> **WHAT YOU NEED TO DO**
Repeat all of the material exactly, with no line missing.
────────────────────────────────────────
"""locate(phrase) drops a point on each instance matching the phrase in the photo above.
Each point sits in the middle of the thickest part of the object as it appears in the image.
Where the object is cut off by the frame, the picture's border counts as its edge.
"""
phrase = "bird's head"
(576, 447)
────────────────────────────────────────
> **ANSWER TO THE EXERCISE**
"""locate(phrase) drops a point on each instance matching the phrase in the photo above.
Each point sits in the middle of the thickest part of the object as it appears in the image.
Where the object is cut off by the frame, the picture's border counts as its edge.
"""
phrase = "bird's head"
(576, 447)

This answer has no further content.